_Problems to solve_.
1. From the radar text, list every circuit that appears with a reference number, giving each name with its number.
2. Please reproduce the radar text word for word from "Furthermore, the signal" up to and including "round-trip propagation time.".

_Text extract_.

Furthermore, the signal processing circuit 35 may calculate a round-trip distance to the target by integrating the light velocity with the round-trip propagation time.

In the pulse wave radar device shown in FIG. 3, the cutoff circuit 36 cuts off an output of the demodulation circuit 33 during a time when a transmitting pulse or a transmitting pulse wave is leaking in the pulse wave radar device. That is, when a transmitting pulse is output from the pulse generation circuit 11, the transmitting pulse may leak from the pulse generation circuit 11 or an input path from it to the modulation circuit 21 to the demodulation circuit 33 or its output path (leakage A of FIG. 3). Further, when a transmitting pulse wave is output from the modulation circuit 21, the transmitting pulse wave may leak from the modulation circuit 21, the power amplification circuit 22, or either one of their output paths to the pre-amplification circuit 32, the demodulation circuit 33, or either one of their input paths (leakage B of FIG. 3). Further, leakage may occur from the transmitting antenna 23 to the receiving antenna 31 (leakage C of FIG. 3). During a time when a transmitting pulse is being input to the baseband amplification circuit 34 through a path of leakage A or when a transmitting pulse wave is demodulated by the demodulation circuit 33 and being input to the baseband amplification circuit 34 like a receiving pulse wave through a path of leakage B or C, an output from the demodulation circuit 33 to the baseband amplification circuit 34 is cut off by the cutoff circuit 36. That is, the output of the demodulation circuit 33 is cut off.

The cutoff circuit 36 is controlled at a timing when a transmitting pulse is output from the pulse generation circuit 11. That is, by measuring beforehand a timing at which a transmitting pulse or a transmitting pulse wave leaks, it is possible to set a period during which the output of the demodulation circuit 33 is to be cut off by the cutoff circuit 36 under the control from the pulse generation circuit 11.

As described above, by arranging the cutoff circuit 36 to a stage following the demodulation circuit 33, it is possible to prevent error detection due to leakage by reducing effects not only of leakage pieces B and C but also of leakage A of FIG. 3, thereby accurately detecting a distance to a target in a close range.

The following will describe another embodiment of the pulse wave radar device with reference to FIG. 4. In FIG. 4, the same symbols as those in FIG. 3 indicate the same components. The pulse wave radar device shown in FIG. 4 is different from that shown in FIG. 3 in a respect that a cutoff circuit 36 is arranged to a following stage of the baseband amplification circuit 34. The cutoff circuit 36 is adapted to cut off an output of a demodulation circuit 33 via the baseband amplification circuit 34.

[Data items]
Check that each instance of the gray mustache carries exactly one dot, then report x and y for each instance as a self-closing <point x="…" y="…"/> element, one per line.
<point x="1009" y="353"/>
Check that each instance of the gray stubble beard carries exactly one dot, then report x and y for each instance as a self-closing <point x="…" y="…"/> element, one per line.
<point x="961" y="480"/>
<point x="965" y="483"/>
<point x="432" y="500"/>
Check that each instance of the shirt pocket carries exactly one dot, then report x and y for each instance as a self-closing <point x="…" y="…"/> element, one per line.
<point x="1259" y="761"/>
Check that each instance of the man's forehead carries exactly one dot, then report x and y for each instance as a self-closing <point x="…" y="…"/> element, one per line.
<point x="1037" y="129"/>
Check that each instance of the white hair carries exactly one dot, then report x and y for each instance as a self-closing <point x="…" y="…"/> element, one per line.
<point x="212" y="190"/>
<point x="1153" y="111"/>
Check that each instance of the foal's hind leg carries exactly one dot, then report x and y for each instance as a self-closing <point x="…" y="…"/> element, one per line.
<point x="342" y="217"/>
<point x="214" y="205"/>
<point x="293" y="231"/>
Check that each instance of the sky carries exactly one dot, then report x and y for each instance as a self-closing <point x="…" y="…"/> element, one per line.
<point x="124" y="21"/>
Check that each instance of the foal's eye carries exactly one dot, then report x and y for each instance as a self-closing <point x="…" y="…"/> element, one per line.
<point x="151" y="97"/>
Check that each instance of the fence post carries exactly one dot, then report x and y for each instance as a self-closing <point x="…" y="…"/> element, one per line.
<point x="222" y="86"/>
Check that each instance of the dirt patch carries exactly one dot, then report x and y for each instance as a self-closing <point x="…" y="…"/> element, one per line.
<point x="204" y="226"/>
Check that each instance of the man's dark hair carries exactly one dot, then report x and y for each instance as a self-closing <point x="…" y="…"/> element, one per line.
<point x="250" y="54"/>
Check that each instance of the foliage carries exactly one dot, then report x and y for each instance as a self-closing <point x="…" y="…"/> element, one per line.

_Written responses_.
1.
- signal processing circuit 35
- cutoff circuit 36
- demodulation circuit 33
- pulse generation circuit 11
- modulation circuit 21
- power amplification circuit 22
- pre-amplification circuit 32
- baseband amplification circuit 34

2.
Furthermore, the signal processing circuit 35 may calculate a round-trip distance to the target by integrating the light velocity with the round-trip propagation time.